List every line in the records below that contains the string "purple", matching case exactly.
— START Exercise inputs —
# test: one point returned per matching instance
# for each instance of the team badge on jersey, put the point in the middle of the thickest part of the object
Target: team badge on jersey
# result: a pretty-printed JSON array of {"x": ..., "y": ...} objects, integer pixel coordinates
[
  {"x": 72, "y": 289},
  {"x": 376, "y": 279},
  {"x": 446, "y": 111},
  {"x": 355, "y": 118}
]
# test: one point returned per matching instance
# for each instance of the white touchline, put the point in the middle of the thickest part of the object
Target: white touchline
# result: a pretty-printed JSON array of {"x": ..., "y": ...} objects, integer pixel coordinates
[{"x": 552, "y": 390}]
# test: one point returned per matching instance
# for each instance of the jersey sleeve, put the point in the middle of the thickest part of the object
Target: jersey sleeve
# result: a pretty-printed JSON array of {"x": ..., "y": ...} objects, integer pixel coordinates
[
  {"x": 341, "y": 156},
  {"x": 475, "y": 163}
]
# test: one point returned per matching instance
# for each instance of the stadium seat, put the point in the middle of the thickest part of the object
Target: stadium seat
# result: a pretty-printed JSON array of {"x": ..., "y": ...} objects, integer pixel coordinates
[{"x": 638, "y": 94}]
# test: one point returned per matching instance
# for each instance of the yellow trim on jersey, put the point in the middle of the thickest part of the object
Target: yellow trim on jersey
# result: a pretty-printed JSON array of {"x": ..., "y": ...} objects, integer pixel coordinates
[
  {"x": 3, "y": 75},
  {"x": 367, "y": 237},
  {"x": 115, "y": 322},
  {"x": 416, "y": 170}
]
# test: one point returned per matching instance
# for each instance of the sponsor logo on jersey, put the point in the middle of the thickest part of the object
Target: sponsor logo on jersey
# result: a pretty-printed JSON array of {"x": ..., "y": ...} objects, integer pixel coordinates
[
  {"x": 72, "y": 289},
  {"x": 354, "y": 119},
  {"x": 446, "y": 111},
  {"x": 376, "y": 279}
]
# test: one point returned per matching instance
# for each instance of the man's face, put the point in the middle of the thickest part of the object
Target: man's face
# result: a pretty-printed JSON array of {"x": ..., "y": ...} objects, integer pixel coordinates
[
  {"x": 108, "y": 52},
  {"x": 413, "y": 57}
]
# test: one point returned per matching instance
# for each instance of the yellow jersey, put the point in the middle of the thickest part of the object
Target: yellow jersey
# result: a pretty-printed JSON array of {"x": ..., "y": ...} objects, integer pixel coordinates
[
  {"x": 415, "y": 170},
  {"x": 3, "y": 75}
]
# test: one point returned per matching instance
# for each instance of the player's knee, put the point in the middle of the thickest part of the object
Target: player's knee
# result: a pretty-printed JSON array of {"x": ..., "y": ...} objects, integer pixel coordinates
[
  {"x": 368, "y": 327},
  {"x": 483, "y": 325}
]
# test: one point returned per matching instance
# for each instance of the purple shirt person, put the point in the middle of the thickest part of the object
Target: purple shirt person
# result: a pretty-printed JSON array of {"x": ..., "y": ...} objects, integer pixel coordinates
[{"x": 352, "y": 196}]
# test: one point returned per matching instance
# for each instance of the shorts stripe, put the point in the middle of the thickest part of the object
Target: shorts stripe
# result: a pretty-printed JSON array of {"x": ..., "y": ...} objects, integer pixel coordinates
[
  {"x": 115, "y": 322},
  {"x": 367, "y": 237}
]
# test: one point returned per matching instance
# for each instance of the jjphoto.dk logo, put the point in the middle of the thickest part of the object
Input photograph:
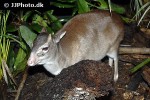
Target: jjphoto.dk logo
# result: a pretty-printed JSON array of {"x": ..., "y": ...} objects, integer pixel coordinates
[{"x": 23, "y": 5}]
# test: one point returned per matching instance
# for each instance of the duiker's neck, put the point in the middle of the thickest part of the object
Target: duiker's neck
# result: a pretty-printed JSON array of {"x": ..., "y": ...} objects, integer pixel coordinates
[{"x": 57, "y": 63}]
— END Exercise inputs —
Task answer –
# for each instance of the purple shirt person, put the point in the middle of the thickest part of the object
Target: purple shirt person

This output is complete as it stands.